[Start of Attachment]
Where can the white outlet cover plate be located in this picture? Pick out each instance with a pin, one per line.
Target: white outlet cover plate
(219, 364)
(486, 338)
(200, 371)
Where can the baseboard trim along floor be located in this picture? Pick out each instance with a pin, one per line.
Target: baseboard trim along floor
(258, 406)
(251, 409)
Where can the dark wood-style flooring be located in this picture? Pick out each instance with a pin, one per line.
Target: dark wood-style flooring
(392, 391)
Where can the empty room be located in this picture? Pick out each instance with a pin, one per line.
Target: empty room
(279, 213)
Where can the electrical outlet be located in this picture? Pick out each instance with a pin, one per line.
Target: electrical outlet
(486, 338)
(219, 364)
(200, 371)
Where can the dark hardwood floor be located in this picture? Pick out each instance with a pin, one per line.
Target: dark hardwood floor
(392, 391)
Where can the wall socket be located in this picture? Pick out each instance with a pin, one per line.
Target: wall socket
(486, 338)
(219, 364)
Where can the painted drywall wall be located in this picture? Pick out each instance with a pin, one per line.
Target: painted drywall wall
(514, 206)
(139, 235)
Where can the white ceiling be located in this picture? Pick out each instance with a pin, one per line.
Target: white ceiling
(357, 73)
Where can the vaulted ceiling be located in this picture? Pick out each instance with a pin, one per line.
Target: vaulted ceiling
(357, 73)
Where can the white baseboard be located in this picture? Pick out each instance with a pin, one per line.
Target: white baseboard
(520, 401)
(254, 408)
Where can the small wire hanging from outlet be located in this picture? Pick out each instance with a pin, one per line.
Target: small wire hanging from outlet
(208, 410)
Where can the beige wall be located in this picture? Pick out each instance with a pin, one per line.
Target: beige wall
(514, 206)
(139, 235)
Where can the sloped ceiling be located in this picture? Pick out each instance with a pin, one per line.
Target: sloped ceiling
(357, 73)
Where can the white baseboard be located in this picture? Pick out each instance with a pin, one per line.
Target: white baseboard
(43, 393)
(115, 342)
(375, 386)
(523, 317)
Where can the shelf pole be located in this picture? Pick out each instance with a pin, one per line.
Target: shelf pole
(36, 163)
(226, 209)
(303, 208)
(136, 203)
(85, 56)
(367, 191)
[End of Attachment]
- **Task**: Reproduce the line containing "Where can the beige" and every line after it. Stop at the last line of the records, and add nothing.

- **Solution to this problem**:
Where can the beige wall be located in this picture? Pick out each instance with a pin, one per line.
Target: beige wall
(514, 206)
(139, 235)
Where can the sloped ceiling be located in this picture? Pick out each instance with a pin, one per line.
Target: sloped ceiling
(357, 73)
Where can the white baseboard be located in this picture? Pick out each instance with a pin, one per line.
Target: white baseboard
(43, 393)
(115, 342)
(375, 386)
(523, 317)
Where can the shelf pole be located in this picture? Pick out each instance with a pin, one per line.
Target: shelf pole
(36, 163)
(226, 209)
(303, 208)
(136, 203)
(85, 56)
(367, 191)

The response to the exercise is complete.